## Data for this task
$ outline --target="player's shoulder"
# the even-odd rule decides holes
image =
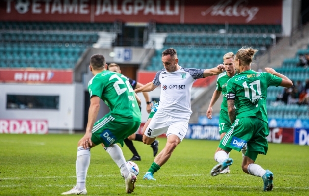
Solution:
[[[223,73],[219,74],[218,75],[218,78],[217,79],[217,81],[219,81],[220,78],[224,77],[225,76],[227,76],[227,72],[224,72]]]

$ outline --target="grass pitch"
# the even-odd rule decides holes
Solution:
[[[76,184],[77,143],[82,135],[0,135],[0,195],[59,195]],[[165,138],[159,138],[159,149]],[[218,141],[184,140],[154,174],[156,181],[142,179],[154,160],[152,149],[134,142],[141,161],[133,195],[309,195],[309,147],[270,144],[268,154],[256,163],[274,174],[274,190],[263,192],[261,178],[244,173],[241,153],[232,151],[231,173],[210,176]],[[126,147],[126,159],[132,156]],[[126,195],[119,169],[101,146],[91,150],[86,181],[91,195]]]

## Aim of the task
Print every line of the entries above verbatim, omitting the picture.

## Answer for the task
$ outline --target="player's shoulder"
# the even-odd rule decides holes
image =
Solution:
[[[223,73],[219,74],[218,75],[218,78],[217,79],[217,81],[219,81],[220,78],[224,77],[225,76],[227,76],[227,72],[224,72]]]

$ outline --target="grass pitch"
# the even-odd rule decides holes
Solution:
[[[76,184],[77,143],[82,135],[0,135],[0,195],[59,195]],[[165,138],[159,138],[159,149]],[[218,141],[184,140],[154,174],[156,181],[142,179],[154,160],[152,149],[134,142],[141,161],[133,195],[309,195],[309,147],[270,144],[268,154],[256,163],[274,174],[274,190],[263,192],[261,178],[244,173],[241,153],[232,151],[231,173],[210,176]],[[126,147],[126,159],[132,156]],[[126,195],[119,169],[101,146],[91,150],[86,181],[91,195]]]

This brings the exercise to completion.